OpenCL Example
Platform informations
get_info.cpp
#include <CL/cl.h>
#include <cstdlib>
#include <iostream>
using namespace std;
int main(void) {
cl_int status;
size_t str_info_size;
char * str_info;
cl_uint uint_info;
cl_uint num_platforms;
cl_platform_id *platforms;
cl_uint num_devices;
cl_device_id *devices;
status = clGetPlatformIDs(0, NULL, &num_platforms);
if(status != CL_SUCCESS) {
cerr << "Failed to get the number of platforms." << endl;
return -1;
}
if(num_platforms > 0) {
cout << "* The number of platforms: " << num_platforms << endl;
} else {
cerr << "The number of platforms is zero." << endl;
return -1;
}
platforms
= (cl_platform_id *)malloc(sizeof(cl_platform_id) * num_platforms);
clGetPlatformIDs(num_platforms, platforms, NULL);
for(int i = 0; i < num_platforms; ++i) {
cout << " -----------------------------------------------" << endl;
cout << " Platform-" << i + 1 << endl;
clGetPlatformInfo(
platforms[i], CL_PLATFORM_NAME, 0, NULL, &str_info_size);
str_info = (char *)malloc(str_info_size);
clGetPlatformInfo(
platforms[i], CL_PLATFORM_NAME, str_info_size, str_info, NULL);
cout << " * Platform: " << str_info << endl;
free(str_info);
clGetPlatformInfo(
platforms[i], CL_PLATFORM_PROFILE, 0, NULL, &str_info_size);
str_info = (char *)malloc(str_info_size);
clGetPlatformInfo(
platforms[i], CL_PLATFORM_PROFILE, str_info_size, str_info, NULL);
cout << " * Profile: " << str_info << endl;
free(str_info);
clGetPlatformInfo(
platforms[i], CL_PLATFORM_VERSION, 0, NULL, &str_info_size);
str_info = (char *)malloc(str_info_size);
clGetPlatformInfo(
platforms[i], CL_PLATFORM_VERSION, str_info_size, str_info, NULL);
cout << " * " << str_info << endl;
free(str_info);
status = clGetDeviceIDs(
platforms[i], CL_DEVICE_TYPE_ALL, 0, NULL, &num_devices);
if(status != CL_SUCCESS) {
cerr << "Failed to get the number of devices in the platform "

● AIM 1: Gather every line of the records that contains the string "pole", treating uppercase and lowercase as different.
The OpenCL code and the records are unrelated.

● INFORMATION GIVEN:
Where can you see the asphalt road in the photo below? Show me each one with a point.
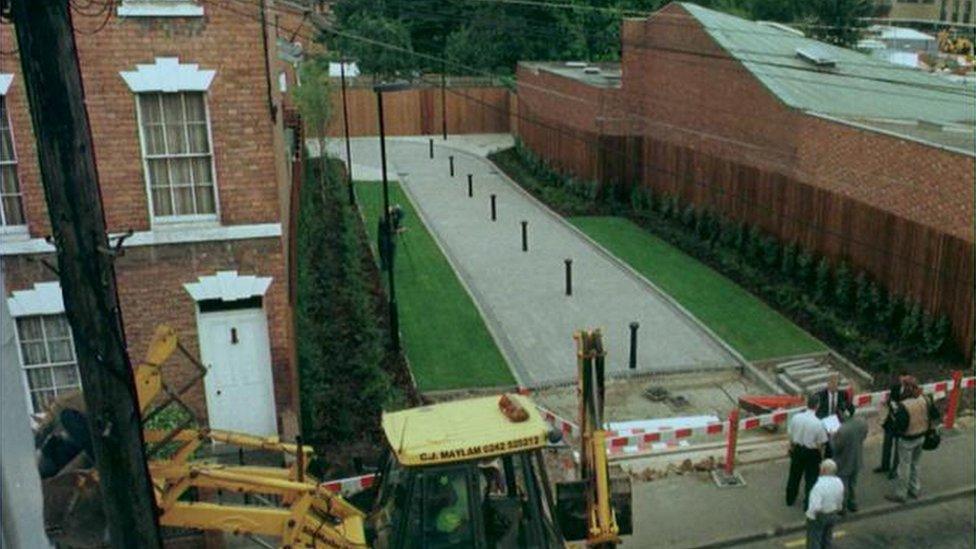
(948, 525)
(521, 294)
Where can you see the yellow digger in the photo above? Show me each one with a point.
(468, 473)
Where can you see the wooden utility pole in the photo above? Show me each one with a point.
(45, 39)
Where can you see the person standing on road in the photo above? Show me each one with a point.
(917, 413)
(889, 463)
(807, 437)
(848, 444)
(826, 503)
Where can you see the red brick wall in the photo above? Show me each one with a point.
(237, 99)
(150, 280)
(701, 126)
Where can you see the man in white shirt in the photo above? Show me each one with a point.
(807, 437)
(823, 511)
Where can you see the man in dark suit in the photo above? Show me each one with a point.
(889, 463)
(833, 400)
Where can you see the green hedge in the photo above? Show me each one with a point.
(849, 310)
(341, 351)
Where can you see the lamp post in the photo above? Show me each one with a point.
(387, 221)
(345, 126)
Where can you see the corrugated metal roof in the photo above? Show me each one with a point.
(856, 87)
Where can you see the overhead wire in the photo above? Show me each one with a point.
(907, 260)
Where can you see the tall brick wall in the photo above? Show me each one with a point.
(698, 124)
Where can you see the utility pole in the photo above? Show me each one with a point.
(49, 59)
(345, 127)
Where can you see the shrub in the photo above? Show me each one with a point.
(688, 216)
(787, 264)
(843, 291)
(863, 303)
(770, 251)
(821, 283)
(804, 268)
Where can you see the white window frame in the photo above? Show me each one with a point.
(24, 367)
(5, 229)
(154, 219)
(159, 8)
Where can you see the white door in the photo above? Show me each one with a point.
(240, 391)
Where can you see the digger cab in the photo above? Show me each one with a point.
(465, 474)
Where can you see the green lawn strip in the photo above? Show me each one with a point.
(444, 336)
(741, 319)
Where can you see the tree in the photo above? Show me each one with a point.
(839, 22)
(314, 101)
(380, 61)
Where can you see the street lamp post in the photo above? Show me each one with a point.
(387, 221)
(345, 126)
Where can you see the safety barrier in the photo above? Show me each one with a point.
(633, 445)
(637, 442)
(350, 486)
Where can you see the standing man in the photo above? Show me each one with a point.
(832, 400)
(826, 502)
(807, 437)
(895, 395)
(848, 443)
(921, 413)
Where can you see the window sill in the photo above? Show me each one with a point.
(162, 9)
(14, 233)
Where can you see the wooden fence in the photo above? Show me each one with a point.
(469, 109)
(908, 258)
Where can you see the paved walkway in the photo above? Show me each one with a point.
(521, 295)
(690, 511)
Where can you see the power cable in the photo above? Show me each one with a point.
(940, 273)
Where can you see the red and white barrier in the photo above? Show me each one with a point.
(350, 486)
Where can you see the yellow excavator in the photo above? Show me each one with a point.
(467, 473)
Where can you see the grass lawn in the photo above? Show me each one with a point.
(444, 337)
(741, 319)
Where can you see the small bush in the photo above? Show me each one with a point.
(843, 290)
(863, 303)
(821, 284)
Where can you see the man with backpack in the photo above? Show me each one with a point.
(913, 417)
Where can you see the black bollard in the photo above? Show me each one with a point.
(569, 277)
(633, 345)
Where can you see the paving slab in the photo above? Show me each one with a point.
(522, 294)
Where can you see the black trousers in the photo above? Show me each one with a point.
(805, 463)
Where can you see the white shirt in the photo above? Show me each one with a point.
(827, 496)
(806, 430)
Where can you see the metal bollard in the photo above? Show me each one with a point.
(569, 277)
(633, 344)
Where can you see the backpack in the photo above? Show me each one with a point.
(899, 418)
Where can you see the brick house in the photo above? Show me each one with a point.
(855, 159)
(188, 132)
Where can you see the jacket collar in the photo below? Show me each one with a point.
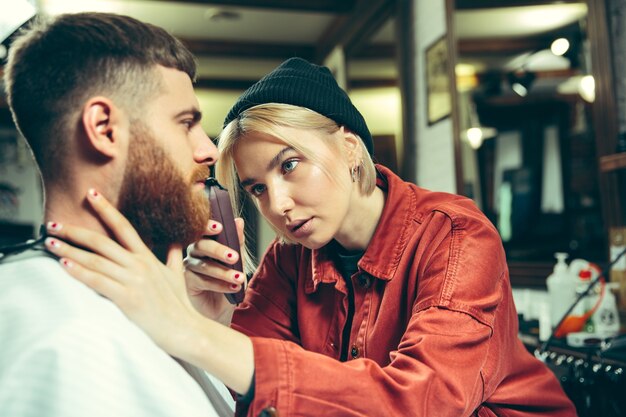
(383, 254)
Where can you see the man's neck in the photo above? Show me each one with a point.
(71, 207)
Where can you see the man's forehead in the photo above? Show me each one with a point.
(177, 90)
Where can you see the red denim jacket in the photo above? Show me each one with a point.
(433, 330)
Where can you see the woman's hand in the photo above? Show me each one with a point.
(125, 271)
(208, 276)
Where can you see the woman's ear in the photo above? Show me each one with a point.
(352, 146)
(101, 124)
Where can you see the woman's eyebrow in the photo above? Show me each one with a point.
(271, 165)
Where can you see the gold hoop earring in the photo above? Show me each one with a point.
(355, 173)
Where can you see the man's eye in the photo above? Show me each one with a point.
(257, 189)
(290, 165)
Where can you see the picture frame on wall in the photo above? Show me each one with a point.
(438, 95)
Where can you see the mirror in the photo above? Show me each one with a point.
(524, 104)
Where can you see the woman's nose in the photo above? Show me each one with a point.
(280, 200)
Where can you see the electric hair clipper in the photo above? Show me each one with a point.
(222, 211)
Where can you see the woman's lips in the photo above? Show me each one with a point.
(302, 230)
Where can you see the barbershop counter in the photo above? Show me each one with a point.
(592, 376)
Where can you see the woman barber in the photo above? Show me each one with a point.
(377, 298)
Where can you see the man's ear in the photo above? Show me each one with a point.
(101, 120)
(352, 146)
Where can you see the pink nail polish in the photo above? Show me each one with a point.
(54, 226)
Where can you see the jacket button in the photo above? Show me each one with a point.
(269, 412)
(354, 351)
(365, 281)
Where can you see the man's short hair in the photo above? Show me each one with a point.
(55, 65)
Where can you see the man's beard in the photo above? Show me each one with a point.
(156, 198)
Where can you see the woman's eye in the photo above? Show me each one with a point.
(257, 190)
(290, 165)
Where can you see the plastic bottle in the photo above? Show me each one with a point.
(587, 303)
(606, 317)
(561, 289)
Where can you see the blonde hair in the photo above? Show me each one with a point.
(267, 119)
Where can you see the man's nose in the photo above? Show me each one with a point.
(204, 151)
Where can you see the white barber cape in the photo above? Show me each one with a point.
(66, 351)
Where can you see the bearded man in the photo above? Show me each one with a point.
(103, 101)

● AIM 2: Reproduce the OpenCL platform-info code above word for word, in full.

● EXERCISE ANSWER 1:
Where can you see the wooden utility pole in the photo above? Show me each one with a point.
Where can you see the utility pole in the photo above? Show me each one with a point.

● EXERCISE ANSWER 2:
OpenCL Example
Platform informations
get_info.cpp
#include <CL/cl.h>
#include <cstdlib>
#include <iostream>
using namespace std;
int main(void) {
cl_int status;
size_t str_info_size;
char * str_info;
cl_uint uint_info;
cl_uint num_platforms;
cl_platform_id *platforms;
cl_uint num_devices;
cl_device_id *devices;
status = clGetPlatformIDs(0, NULL, &num_platforms);
if(status != CL_SUCCESS) {
cerr << "Failed to get the number of platforms." << endl;
return -1;
}
if(num_platforms > 0) {
cout << "* The number of platforms: " << num_platforms << endl;
} else {
cerr << "The number of platforms is zero." << endl;
return -1;
}
platforms
= (cl_platform_id *)malloc(sizeof(cl_platform_id) * num_platforms);
clGetPlatformIDs(num_platforms, platforms, NULL);
for(int i = 0; i < num_platforms; ++i) {
cout << " -----------------------------------------------" << endl;
cout << " Platform-" << i + 1 << endl;
clGetPlatformInfo(
platforms[i], CL_PLATFORM_NAME, 0, NULL, &str_info_size);
str_info = (char *)malloc(str_info_size);
clGetPlatformInfo(
platforms[i], CL_PLATFORM_NAME, str_info_size, str_info, NULL);
cout << " * Platform: " << str_info << endl;
free(str_info);
clGetPlatformInfo(
platforms[i], CL_PLATFORM_PROFILE, 0, NULL, &str_info_size);
str_info = (char *)malloc(str_info_size);
clGetPlatformInfo(
platforms[i], CL_PLATFORM_PROFILE, str_info_size, str_info, NULL);
cout << " * Profile: " << str_info << endl;
free(str_info);
clGetPlatformInfo(
platforms[i], CL_PLATFORM_VERSION, 0, NULL, &str_info_size);
str_info = (char *)malloc(str_info_size);
clGetPlatformInfo(
platforms[i], CL_PLATFORM_VERSION, str_info_size, str_info, NULL);
cout << " * " << str_info << endl;
free(str_info);
status = clGetDeviceIDs(
platforms[i], CL_DEVICE_TYPE_ALL, 0, NULL, &num_devices);
if(status != CL_SUCCESS) {
cerr << "Failed to get the number of devices in the platform "